SOURCE TEXT »
While lizards make fun, fascinating pets, caring for one is nothing like caring for a cat or a dog. If you’re looking to add a reptilian friend to your family, it’s important to learn how to take care of a lizard in order to offer it a safe home. With over 4,500 species of lizards in the world, there are a lot of nuances to caring for each one. Lizards are an incredibly diverse group of animals. In the wild, they live in a wide range of habitats, from the driest deserts to the steamiest rain forests. Some lizards are herbivores, some are omnivores, and some eat only insects. Have a conversation with a veterinarian who specializes in reptiles and/or lizards to help fill in any blanks you may have when it comes to interacting with or caring for your lizards, and make sure you learn about your potential lizard’s diet, size, life span, temperature and humidity requirements and how to handle your lizard before taking it home. There may be a lot to learn, but that’s just part of the adventure! Here are some general guidelines to help you care for your pet lizard.

REQUEST »
Answer from the lizard care text:
(a) How many species of lizards does it say there are in the world?
(b) Which two extremes of habitat does it name?
(c) What kind of professional does it recommend talking with?

DATA ROWS »
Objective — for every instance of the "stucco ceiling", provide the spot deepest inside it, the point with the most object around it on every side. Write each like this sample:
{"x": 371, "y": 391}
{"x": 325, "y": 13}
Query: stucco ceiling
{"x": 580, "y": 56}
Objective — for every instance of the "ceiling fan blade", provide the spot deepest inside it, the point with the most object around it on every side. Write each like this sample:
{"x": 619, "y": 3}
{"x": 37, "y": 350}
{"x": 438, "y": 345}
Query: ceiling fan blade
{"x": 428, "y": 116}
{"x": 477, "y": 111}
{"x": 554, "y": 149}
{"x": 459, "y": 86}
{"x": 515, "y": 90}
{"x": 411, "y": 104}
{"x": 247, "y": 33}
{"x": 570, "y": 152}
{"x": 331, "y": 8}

THE COMPLETED TASK »
(a) Over 4,500.
(b) The driest deserts and the steamiest rain forests.
(c) A veterinarian who specializes in reptiles and/or lizards.